___ Document extract ___

Speaking at the Malta Hotels and Restaurants Association’s annual gala dinner Friday, Tourism Minister Francis Zammit Dimech said that if the positive economic situation in the EU countries, the US and Japan prevails, tourism in Malta is due to pick up in the second quarter of this year.
He also revealed that last year Malta’s important tourism industry witnessed a one per cent loss in tourist arrivals, following other negative results over the two previous years.
But, according to Dr Zammit Dimech, there was a silver lining to the dark clouds gathered over the industry for this third year running.
Looking at figures for the first ten months of the year he stressed that last year, despite the drop in overall tourists visiting Malta there was nevertheless an increase of 7.1 per cent in the number of nights tourists spent in Malta with a total of 9,994,482.
Importantly, expenditure by tourists rose by Lm16.4 million to Lm396.2 million, an increase of 4.3 per cent, while per capita expenditure increased to Lm177.7 from Lm174.6 – an increase of Lm3.1, or 1.8 per cent.
According to Zammit Dimech’s mostly upbeat message, the good news is that there was a 7.1 per cent increase in nights spent in Malta. But, on the flip side, the bad news for the hotels is that there was the drop of 2.3 per cent in tourists staying in hotels, with 6.1 per cent of tourists opting for non-hotel accommodation.
On the prospects for this year, Zammit Dimech commented that Malta’s tourism sector partly depends on what happens in the economies of the countries of origin of the tourists that visit Malta - the United Kingdom, Germany, Italy and France.
He said that, with the exception of the United Kingdom, the economies of these countries were suffering and that this economic slowdown affected the number of tourist arrivals, especially from Germany. Whereas in the first eleven months of last year tourist arrivals from the UK increased by 16,337 to reach 437,366, arrivals from Germany decreased by 16,634 or 12.1 per cent, arrivals from Italy decreased by 8,331 or 8.7 per cent and arrivals from France decreased by 2,917 or 3.8 per cent.
He comments, "Our tourism sector is intrinsically dependant on what happens in the European countries as over 90 per cent of all tourist arrivals come from European countries. Figures released in this year’s Budget speech indicate moderate growths in the economies of the major European countries.
"The German economy is forecasted to grow by 1.5 per cent against a zero growth in 2003, the French economy should grow by two per cent against a growth of 0.5 per cent last year, while the Italian economy is due to grow by 1.7 per cent against a growth of 0.4 per cent last year.
"It is interesting to note that the economy of our main core market – the UK economy – should increase by 2.4 per cent in 2004 against a growth of 1.7 per cent in 2003."
Zammit Dimech expressed his gratitude to the many tourism entrepreneurs who during the past year continued to show their faith in the sector by investing heavily in tourism-related projects.
He explained how last year there were 17 projects under construction, involving an investment of over Lm50 million in new hotel accommodation, extensions and re-development.
Apart from these projects work was at an advanced stage on three major tourism projects: the Cottonera project, the Manoel Island and Tigne Point project and the Cruise Liner Passenger Terminal. These three projects involve an investment of Lm170 million.

___

Required task 1:
Answer these questions from the Malta tourism article:
(a) What total did tourist expenditure reach last year?
(b) How many tourist arrivals came from the UK in the first eleven months of last year?
(c) What investment do the three major tourism projects involve?
Required task 2: Extend the Malta tourism article with a few more sentences that pick up after its last one.
The items that come after the Malta tourism article are separate material.

___ Data section ___

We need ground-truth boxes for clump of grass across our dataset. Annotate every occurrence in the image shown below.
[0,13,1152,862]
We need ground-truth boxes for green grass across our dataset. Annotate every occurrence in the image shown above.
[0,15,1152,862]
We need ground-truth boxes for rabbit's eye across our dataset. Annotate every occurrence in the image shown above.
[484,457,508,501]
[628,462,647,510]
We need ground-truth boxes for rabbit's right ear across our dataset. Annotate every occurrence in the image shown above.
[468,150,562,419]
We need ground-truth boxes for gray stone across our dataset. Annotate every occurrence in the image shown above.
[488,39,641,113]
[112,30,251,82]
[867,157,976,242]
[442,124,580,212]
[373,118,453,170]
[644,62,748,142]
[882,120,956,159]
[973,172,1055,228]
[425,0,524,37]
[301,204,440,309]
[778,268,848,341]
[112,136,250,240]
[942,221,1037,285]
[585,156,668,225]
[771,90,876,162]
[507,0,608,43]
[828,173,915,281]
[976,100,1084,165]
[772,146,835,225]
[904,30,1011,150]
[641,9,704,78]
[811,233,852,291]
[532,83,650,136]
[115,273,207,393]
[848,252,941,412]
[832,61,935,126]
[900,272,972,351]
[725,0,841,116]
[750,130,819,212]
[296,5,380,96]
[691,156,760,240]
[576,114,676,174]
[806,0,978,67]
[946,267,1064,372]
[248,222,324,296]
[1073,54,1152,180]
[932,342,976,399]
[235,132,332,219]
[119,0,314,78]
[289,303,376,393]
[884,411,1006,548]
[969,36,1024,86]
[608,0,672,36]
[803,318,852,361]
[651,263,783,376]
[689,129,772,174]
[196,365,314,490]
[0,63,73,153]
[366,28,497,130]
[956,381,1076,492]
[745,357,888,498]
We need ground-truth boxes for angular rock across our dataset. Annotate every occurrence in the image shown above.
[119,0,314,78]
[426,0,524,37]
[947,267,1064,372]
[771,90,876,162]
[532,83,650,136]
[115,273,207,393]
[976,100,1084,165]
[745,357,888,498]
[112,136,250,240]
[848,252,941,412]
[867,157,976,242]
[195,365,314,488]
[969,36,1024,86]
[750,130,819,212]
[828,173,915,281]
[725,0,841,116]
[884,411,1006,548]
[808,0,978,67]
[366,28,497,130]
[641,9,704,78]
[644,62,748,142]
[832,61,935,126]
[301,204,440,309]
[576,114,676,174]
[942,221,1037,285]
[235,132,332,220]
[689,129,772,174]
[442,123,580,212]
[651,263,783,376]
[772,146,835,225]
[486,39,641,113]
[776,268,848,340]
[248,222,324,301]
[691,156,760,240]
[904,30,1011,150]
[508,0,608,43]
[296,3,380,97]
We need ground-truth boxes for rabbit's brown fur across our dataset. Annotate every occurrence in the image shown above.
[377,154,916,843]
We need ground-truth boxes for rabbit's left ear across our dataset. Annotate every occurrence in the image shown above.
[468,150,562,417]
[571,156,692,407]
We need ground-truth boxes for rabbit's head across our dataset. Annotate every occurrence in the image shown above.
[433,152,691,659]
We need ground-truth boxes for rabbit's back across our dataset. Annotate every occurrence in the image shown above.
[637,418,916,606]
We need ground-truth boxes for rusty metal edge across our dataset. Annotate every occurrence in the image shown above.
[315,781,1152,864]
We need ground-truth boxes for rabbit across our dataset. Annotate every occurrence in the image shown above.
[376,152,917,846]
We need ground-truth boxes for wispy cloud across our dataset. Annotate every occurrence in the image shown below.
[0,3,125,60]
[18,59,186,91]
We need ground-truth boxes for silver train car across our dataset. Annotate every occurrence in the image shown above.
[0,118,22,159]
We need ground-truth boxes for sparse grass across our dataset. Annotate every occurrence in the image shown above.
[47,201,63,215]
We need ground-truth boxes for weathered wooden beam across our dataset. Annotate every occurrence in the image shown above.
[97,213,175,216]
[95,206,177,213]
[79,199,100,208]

___

Right answer 1:
(a) Lm396.2 million
(b) 437,366
(c) Lm170 million

Right answer 2:
He added that on its part, the government is doing its utmost to embellish our country. He said that over the past years, millions of liri were invested on the embellishment of promenades, roundabouts and centre-strips, on rehabilitation and restoration projects and on infrastructural projects, including road building and maintenance; and the construction of the Cirkewwa and Mgarr terminals.
In this year’s Budget, government announced that it will be providing Lm10 million over a four year period, earmarked for embellishment projects which will enhance Malta’s attractions. He said that recurrent and capital expenditure in tourism will now be managed through an ‘ad hoc’ account, which will be credited with VAT receipts from hotels and restaurants.
Recalling landmark moments of the year for Malta’s tourism industry, he cited two positive announcements in the latter part of the year:
One being that, "Dietmar Gunz, together with other shareholders, re-purchased the FTI shareholding from Airtours plc. Gunz, who always believed in Malta’s potential as a tourist destination, is optimistic that sales to Malta from Germany and Austria can again increase in the future. With this firm conviction, the Malta programme for Summer 2004 has been enhanced and the seat capacities to Malta have been increased. Last December, Frosh Touristik launched its summer 2004 brochures to 770 travel agents from Germany and Austria in Malta. FTI have informed me this morning, that their winter sales for Malta have in fact improved.
"Wolfgang Beeser was last month re-appointed Chairman of the Management Board of Thomas Cook. Wolfgang Beeser, who is viewed by many in the tourism industry as one of the few people who can turn Thomas Cook around, is a ‘friend’ of Malta."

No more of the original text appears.